▶ _OBJECTIVE_:
Can you render every item in the block below as a two-column CSV with the columns item_text and answer, one row per item, each value in a single quoted field with line breaks replaced by spaces? Leave the pictures out.

A block of data:
--- START ---

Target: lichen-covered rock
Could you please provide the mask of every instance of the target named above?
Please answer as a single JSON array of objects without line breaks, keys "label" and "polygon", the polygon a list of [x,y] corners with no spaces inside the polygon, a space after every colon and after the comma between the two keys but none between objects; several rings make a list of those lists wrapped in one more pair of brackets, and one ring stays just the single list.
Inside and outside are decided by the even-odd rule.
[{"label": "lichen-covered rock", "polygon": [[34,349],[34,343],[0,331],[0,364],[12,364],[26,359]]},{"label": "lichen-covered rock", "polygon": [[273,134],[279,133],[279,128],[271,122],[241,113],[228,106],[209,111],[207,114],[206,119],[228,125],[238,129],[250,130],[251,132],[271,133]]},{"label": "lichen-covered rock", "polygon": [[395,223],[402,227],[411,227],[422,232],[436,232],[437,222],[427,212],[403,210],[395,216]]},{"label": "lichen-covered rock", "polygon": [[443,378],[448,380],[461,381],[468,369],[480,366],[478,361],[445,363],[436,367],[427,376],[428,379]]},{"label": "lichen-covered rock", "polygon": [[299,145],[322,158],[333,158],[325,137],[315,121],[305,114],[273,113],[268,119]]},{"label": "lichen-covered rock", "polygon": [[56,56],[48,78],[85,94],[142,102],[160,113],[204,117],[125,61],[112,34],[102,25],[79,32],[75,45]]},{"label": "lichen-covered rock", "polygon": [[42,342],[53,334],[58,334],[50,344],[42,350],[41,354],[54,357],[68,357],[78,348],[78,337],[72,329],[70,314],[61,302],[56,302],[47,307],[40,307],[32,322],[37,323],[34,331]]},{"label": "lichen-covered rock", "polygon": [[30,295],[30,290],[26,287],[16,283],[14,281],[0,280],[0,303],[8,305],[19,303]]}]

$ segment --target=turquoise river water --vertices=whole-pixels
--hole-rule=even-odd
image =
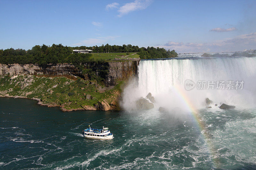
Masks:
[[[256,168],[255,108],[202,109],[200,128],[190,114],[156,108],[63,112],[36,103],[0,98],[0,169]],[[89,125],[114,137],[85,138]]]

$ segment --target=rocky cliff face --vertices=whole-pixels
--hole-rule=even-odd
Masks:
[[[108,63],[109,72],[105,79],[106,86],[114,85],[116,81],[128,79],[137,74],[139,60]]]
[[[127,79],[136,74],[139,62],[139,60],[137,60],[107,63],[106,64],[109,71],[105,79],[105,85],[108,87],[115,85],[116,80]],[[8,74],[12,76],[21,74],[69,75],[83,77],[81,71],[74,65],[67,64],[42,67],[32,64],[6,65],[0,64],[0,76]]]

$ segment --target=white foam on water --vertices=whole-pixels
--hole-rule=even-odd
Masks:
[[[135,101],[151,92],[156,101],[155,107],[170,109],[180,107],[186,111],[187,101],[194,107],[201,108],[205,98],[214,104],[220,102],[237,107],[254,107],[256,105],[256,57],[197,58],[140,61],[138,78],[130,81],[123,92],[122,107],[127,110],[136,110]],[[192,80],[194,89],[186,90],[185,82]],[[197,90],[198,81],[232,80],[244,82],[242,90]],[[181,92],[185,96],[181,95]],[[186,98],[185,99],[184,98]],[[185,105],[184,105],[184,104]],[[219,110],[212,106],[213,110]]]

--- END ---

▶ _COMPLETED EXERCISE_:
item_text,answer
"Target: lichen-covered rock Could you please provide the mask of every instance of the target named above? Please answer as a single JSON array of objects without line breaks, keys ""label"" and ""polygon"", the polygon a list of [x,y] corners with no spaces inside the polygon, a space after every colon and after the comma between the two keys but none between objects; several rings make a list of those lists wrapped in one more pair of brackets, and one ring stays just the single list. Inside and outside are decided by the even-odd rule.","[{""label"": ""lichen-covered rock"", ""polygon"": [[34,349],[34,343],[0,331],[0,364],[12,364],[26,359]]},{""label"": ""lichen-covered rock"", ""polygon"": [[273,134],[279,133],[279,128],[271,122],[241,113],[228,106],[209,111],[207,114],[206,119],[228,125],[238,129],[250,130],[251,132],[271,133]]},{""label"": ""lichen-covered rock"", ""polygon"": [[395,223],[402,227],[411,227],[422,232],[436,232],[437,222],[427,212],[403,210],[395,216]]},{""label"": ""lichen-covered rock"", ""polygon"": [[443,378],[448,380],[461,381],[468,369],[480,366],[478,361],[445,363],[436,367],[427,376],[428,379]]},{""label"": ""lichen-covered rock"", ""polygon"": [[299,145],[322,158],[333,158],[325,137],[315,121],[305,114],[273,113],[268,119]]},{""label"": ""lichen-covered rock"", ""polygon"": [[56,56],[48,78],[85,94],[142,102],[160,113],[204,117],[125,61],[112,34],[102,25],[79,32],[75,45]]},{""label"": ""lichen-covered rock"", ""polygon"": [[42,342],[53,334],[58,334],[50,344],[42,350],[41,354],[54,357],[68,357],[78,348],[78,337],[72,329],[70,314],[61,302],[56,302],[47,307],[40,307],[32,322],[37,323],[34,331]]},{""label"": ""lichen-covered rock"", ""polygon"": [[30,295],[30,290],[26,287],[16,283],[14,281],[0,280],[0,303],[8,305],[19,303]]}]"
"$ segment --target=turquoise river water --vertices=whole-pixels --hole-rule=even-odd image = Masks:","[[[256,168],[255,108],[202,109],[200,128],[190,114],[156,108],[63,112],[36,103],[0,98],[0,169]],[[89,125],[114,137],[85,138]]]"
"$ segment --target=rocky cliff face --vertices=whole-pixels --hole-rule=even-odd Masks:","[[[108,63],[109,72],[105,79],[106,86],[114,85],[116,81],[128,79],[137,74],[139,60]]] [[[127,79],[136,74],[139,62],[139,60],[137,60],[107,63],[106,64],[109,71],[105,79],[105,85],[108,87],[115,85],[116,80]],[[8,74],[12,76],[21,74],[69,75],[83,77],[81,71],[74,65],[67,64],[42,67],[32,64],[6,65],[0,64],[0,76]]]"
"$ segment --target=white foam on water --vertices=whole-pixels --hole-rule=even-odd Masks:","[[[135,101],[151,92],[156,101],[155,107],[170,109],[180,107],[186,111],[187,101],[194,107],[201,108],[205,98],[214,104],[220,102],[237,107],[254,107],[256,105],[256,57],[197,58],[140,61],[138,78],[130,81],[123,92],[122,107],[127,110],[136,110]],[[192,80],[194,89],[186,90],[185,82]],[[197,90],[198,81],[232,80],[244,82],[242,90]],[[181,92],[185,96],[181,95]],[[186,98],[185,99],[184,98]],[[185,105],[184,105],[184,104]],[[219,110],[212,106],[213,110]]]"